Directions: Return each line from the rows below that contains the string "forearm".

Supplied data:
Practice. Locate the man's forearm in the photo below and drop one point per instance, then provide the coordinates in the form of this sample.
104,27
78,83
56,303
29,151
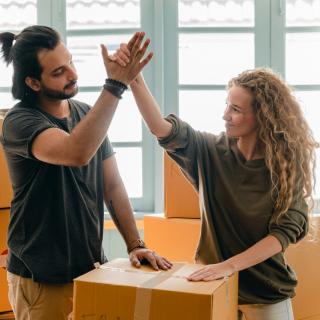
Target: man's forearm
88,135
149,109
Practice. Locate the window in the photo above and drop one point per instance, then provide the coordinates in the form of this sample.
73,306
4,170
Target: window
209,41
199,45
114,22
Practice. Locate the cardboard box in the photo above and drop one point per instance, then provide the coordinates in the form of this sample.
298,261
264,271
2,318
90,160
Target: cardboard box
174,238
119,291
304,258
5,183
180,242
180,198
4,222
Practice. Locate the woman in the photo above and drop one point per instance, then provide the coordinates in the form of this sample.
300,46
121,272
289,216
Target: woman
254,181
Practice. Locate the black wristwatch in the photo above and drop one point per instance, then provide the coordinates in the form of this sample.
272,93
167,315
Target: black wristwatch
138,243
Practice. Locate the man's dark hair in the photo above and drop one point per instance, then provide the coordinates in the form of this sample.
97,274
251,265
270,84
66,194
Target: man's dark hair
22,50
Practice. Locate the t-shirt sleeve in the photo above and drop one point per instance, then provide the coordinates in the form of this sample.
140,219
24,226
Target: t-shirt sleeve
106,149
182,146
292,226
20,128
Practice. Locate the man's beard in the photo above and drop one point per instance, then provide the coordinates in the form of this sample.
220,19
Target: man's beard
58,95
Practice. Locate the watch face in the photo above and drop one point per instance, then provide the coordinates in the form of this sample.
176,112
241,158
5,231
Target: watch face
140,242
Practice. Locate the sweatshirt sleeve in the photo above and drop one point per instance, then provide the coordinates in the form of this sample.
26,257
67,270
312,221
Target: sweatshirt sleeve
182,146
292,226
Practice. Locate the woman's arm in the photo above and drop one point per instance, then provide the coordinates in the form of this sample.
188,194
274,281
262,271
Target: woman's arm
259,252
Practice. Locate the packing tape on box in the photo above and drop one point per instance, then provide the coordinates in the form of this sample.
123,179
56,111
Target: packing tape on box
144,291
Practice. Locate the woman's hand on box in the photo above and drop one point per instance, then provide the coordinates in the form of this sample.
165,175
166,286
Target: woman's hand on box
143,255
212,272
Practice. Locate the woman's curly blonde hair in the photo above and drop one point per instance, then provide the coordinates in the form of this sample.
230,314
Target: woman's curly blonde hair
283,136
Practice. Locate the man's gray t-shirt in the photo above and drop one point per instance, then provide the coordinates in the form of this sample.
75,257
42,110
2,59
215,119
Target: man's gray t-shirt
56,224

--

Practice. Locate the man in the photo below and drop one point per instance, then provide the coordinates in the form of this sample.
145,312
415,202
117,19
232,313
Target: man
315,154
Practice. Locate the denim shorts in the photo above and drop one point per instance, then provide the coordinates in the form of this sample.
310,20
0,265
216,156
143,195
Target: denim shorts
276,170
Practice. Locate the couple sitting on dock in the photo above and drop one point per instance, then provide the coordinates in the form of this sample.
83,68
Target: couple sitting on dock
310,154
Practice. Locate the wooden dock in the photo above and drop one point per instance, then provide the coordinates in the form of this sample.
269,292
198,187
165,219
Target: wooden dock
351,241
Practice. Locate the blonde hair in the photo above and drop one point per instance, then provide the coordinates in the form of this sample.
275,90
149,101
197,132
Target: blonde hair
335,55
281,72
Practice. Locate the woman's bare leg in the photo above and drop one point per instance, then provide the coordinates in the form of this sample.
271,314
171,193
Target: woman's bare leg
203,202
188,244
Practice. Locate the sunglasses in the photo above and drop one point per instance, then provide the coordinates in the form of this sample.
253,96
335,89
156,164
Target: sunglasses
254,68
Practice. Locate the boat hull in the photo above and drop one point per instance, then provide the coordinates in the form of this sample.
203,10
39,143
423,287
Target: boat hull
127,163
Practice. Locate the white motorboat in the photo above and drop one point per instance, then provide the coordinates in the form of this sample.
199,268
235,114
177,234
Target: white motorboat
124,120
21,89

* * *

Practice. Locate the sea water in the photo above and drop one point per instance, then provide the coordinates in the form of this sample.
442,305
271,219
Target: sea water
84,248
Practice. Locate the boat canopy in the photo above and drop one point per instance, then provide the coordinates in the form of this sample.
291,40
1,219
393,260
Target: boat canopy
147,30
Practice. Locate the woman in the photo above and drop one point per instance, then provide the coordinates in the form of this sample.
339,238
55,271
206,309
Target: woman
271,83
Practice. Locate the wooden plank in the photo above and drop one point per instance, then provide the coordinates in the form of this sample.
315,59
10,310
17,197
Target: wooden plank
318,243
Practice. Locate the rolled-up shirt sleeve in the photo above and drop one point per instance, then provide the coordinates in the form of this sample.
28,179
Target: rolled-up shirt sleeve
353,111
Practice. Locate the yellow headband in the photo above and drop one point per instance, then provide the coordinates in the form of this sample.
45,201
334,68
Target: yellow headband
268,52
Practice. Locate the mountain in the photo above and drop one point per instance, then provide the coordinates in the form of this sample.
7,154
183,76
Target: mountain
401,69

Result of this exercise:
Practice. Locate the man's forearm in the photo below and drop one point per instance, then provide the coordinates in the form of this sample.
Target: man's forearm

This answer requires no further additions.